### Task
Your task is to repeat the records exactly from the line containing "shop awning, a" onward, through the final line.

### Data for processing
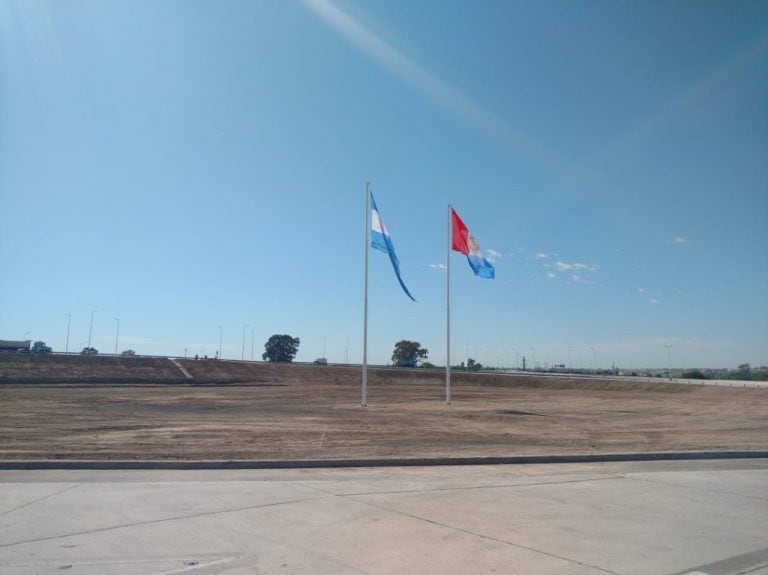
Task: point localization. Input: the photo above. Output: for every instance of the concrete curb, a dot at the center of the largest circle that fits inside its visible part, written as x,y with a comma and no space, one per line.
390,462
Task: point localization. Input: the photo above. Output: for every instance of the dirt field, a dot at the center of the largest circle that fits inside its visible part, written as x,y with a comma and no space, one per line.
260,411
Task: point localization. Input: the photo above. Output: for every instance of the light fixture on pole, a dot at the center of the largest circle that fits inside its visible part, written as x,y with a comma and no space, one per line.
69,321
242,352
90,331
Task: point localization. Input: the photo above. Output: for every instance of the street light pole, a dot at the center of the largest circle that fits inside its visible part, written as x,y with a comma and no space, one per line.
242,352
69,321
90,331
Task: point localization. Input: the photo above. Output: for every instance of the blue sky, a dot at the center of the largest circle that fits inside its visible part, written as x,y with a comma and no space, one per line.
184,165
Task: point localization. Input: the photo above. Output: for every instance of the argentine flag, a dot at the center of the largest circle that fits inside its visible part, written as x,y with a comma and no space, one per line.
381,241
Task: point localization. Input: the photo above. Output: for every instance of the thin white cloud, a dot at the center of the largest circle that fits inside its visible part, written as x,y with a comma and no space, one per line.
434,89
564,267
492,255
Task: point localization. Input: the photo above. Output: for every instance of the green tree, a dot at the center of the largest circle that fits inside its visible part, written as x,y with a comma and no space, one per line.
40,347
408,353
281,348
474,365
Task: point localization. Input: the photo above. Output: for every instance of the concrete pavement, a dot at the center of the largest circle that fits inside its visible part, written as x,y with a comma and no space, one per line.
578,519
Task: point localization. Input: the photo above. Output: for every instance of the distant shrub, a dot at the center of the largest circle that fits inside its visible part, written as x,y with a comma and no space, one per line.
40,347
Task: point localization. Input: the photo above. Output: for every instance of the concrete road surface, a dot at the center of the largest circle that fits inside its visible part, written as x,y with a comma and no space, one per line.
577,519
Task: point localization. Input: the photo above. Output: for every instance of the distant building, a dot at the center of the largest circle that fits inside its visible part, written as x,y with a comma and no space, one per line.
13,346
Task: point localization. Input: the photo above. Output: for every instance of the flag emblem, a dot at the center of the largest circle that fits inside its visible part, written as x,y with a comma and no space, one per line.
381,241
464,242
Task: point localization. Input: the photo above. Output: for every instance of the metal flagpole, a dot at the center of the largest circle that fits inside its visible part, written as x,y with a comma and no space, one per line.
365,298
448,312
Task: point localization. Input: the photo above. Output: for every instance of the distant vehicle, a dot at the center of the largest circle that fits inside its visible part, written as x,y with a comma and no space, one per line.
14,346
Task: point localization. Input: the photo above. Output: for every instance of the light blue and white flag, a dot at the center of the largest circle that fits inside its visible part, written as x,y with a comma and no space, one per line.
381,241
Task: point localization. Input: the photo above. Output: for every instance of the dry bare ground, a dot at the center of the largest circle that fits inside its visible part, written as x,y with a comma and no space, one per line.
72,407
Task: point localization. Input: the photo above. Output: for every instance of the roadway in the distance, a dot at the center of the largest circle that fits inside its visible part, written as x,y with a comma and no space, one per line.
624,518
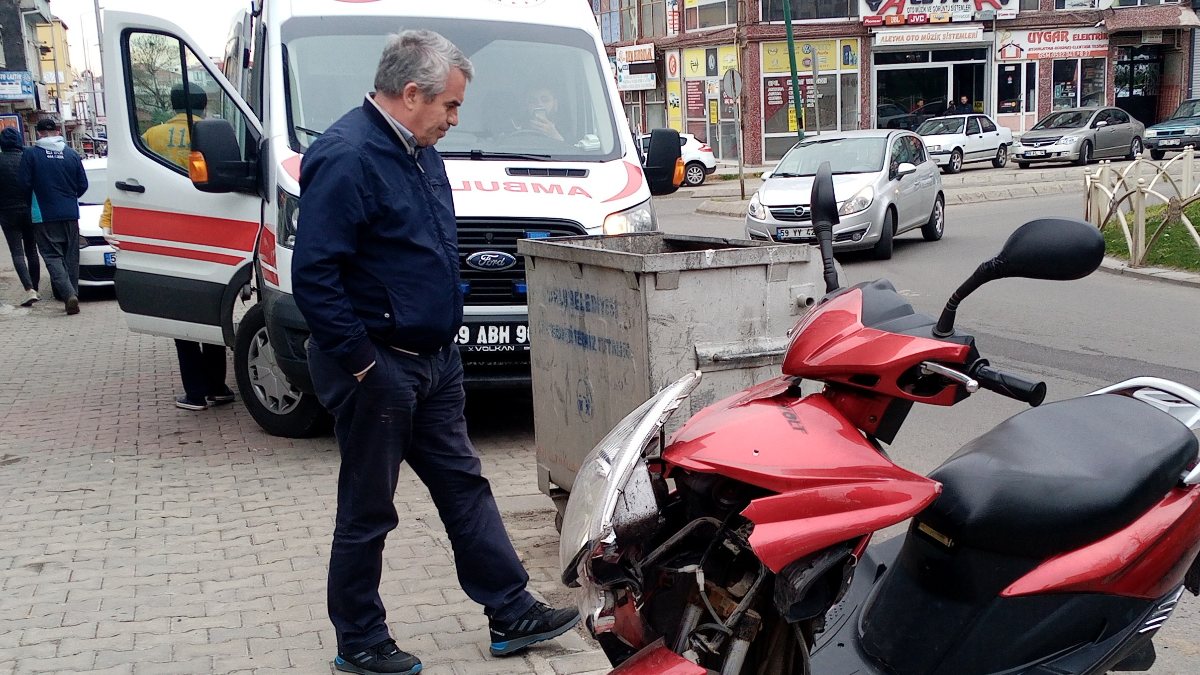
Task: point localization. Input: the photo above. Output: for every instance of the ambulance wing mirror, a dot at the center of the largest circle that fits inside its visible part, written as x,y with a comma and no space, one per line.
216,163
664,168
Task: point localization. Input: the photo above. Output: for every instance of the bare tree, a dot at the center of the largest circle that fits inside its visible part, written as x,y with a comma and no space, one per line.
155,66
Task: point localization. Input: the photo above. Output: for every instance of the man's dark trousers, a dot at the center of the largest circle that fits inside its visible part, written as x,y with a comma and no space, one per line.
202,368
408,408
59,243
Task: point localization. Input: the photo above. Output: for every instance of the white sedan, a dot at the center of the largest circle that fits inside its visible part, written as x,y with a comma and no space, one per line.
957,139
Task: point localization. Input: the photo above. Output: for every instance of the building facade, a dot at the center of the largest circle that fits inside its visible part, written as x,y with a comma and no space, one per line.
865,64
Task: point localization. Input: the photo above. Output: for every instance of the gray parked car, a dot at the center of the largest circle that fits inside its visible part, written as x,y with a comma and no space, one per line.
1080,135
885,181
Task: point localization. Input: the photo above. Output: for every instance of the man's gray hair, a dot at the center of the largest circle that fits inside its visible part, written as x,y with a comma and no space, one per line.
423,58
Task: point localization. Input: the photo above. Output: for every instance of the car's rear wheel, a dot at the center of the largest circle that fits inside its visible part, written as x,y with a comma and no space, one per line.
1134,148
275,404
955,163
1001,160
935,227
882,250
1085,154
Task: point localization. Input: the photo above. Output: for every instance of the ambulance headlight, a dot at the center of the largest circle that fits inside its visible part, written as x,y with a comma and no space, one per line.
637,219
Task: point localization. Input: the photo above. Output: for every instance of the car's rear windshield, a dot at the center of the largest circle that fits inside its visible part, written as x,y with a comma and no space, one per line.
330,65
1068,119
845,155
1187,109
941,125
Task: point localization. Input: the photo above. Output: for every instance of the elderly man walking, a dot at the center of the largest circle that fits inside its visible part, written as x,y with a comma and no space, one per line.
376,275
53,172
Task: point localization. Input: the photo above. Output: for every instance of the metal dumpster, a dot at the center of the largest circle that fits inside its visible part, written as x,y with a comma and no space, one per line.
612,320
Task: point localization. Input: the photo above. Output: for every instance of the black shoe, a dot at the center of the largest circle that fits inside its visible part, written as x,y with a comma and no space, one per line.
541,622
383,657
189,404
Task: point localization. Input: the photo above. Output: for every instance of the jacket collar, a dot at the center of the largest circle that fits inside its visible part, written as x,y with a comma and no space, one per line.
390,124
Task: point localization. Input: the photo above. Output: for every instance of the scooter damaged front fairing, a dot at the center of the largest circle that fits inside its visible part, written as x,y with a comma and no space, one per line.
1056,543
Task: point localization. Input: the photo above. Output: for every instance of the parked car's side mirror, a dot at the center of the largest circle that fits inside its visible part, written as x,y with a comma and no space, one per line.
216,163
664,166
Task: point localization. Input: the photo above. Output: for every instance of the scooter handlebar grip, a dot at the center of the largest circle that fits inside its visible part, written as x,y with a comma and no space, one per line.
1011,386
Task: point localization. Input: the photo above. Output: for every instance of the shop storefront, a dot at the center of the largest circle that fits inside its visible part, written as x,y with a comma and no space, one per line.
1069,65
707,114
923,72
828,73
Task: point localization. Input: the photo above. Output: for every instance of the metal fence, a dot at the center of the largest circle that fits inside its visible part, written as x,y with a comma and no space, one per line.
1121,198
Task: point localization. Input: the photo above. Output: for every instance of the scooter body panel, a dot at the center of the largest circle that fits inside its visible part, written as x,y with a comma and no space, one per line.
1145,560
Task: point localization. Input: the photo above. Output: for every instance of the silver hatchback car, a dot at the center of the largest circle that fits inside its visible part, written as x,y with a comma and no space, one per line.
885,181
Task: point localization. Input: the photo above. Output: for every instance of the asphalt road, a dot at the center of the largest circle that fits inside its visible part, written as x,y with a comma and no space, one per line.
1077,336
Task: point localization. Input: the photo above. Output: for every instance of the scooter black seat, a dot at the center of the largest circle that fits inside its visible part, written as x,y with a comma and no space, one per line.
1056,477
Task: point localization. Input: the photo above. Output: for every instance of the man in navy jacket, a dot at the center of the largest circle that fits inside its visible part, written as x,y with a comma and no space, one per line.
376,275
53,172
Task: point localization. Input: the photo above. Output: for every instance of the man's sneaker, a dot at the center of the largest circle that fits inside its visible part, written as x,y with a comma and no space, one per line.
384,657
541,622
189,404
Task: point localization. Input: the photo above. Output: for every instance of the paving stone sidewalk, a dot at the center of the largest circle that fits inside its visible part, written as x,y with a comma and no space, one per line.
142,538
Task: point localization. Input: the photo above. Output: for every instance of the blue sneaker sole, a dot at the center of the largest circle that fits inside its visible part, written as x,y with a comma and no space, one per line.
347,667
513,646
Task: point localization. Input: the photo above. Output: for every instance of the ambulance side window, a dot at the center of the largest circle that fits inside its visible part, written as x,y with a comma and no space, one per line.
171,89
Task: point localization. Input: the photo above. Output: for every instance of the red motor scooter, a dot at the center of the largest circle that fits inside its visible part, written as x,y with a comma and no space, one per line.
1057,543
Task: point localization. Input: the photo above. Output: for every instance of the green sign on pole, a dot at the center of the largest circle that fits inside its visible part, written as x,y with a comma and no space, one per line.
796,78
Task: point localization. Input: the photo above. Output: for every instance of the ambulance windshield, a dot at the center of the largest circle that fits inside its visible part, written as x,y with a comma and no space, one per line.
538,91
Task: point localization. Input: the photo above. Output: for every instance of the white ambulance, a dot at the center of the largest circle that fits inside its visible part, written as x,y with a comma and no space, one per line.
195,240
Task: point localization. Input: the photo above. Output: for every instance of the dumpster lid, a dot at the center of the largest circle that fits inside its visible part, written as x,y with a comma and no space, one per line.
657,251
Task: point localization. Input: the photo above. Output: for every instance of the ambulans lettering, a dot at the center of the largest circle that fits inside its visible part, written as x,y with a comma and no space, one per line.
520,186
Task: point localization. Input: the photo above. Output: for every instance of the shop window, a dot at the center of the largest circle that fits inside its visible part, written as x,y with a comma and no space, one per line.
1078,83
803,10
850,109
1011,81
711,13
654,18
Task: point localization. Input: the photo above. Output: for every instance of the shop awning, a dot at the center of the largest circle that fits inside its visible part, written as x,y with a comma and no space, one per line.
1151,18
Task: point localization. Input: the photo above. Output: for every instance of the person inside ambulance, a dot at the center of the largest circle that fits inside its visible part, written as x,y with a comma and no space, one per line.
172,139
539,113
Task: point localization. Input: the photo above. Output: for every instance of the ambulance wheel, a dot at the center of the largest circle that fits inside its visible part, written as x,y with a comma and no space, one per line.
275,404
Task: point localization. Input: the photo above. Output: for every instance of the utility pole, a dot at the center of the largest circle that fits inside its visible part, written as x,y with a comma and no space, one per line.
796,78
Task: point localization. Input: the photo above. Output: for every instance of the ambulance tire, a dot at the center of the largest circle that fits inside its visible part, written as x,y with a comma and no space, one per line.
292,413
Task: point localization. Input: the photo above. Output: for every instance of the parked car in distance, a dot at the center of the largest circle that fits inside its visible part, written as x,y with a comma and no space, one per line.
885,181
954,141
97,258
697,157
1182,129
1080,135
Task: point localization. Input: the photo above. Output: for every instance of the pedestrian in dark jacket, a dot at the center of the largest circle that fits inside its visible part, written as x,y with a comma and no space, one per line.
54,174
376,275
15,216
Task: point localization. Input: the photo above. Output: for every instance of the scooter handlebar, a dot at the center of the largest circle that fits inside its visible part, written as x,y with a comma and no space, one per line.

### Answer to the problem
Task: point localization. Input: the photo above. Output: for every instance of the shop awning, a dot at the center of the largest circle that fits inside its visible part, written as x,y with a comma and no space, one per line.
1151,18
Task: point localization. Input: the photo above. Output: for every instance of the person inside ambulance, a dot at the center of the largest circle that fits inside its visible part, written as x,y with a comma and no space, one per line.
172,139
539,113
Task: point localization. Input: the photo above. Output: for every instance of the ambulance wheel, a dot at the center of the largest circle that fits inside its visible part, written as x,y with a comma and no space, one per line.
275,404
Task: point localization. Input: the photo above. Output: for every instance of the utility pole, a dot at the center of the largest circle that fits inside its visible part, written as x,y with a comma and no space, one per line.
796,78
Task: point localization. Input: the photo above. Output: for every instance of the ambulance tire, a dot at the center of the largest circle that fits inside its visible part, written as x,y with a comma and no space, one per line.
292,413
Task: point localization. Input: the photo above. Output: for every instance of the parked car in distance, a dot at the center of the largest circle that fits inside its visible part, written as x,y with a comma and no space, one per line.
885,181
954,141
97,258
697,157
1182,129
1080,135
Task: point localization. Input: the photo above. Output: for every instance of the pedestrian in dark jacket, a dot at the center of the largest circle that fits inside its visible part, written as x,y with a comma and no space, one per line.
54,174
376,275
15,216
Task: point localization. Input: the photo above. Output: for every instance of the scooter handlebar, a dot at the center of the largest circle that fits inside its visible part, written as x,y with a comma and no space, one per line.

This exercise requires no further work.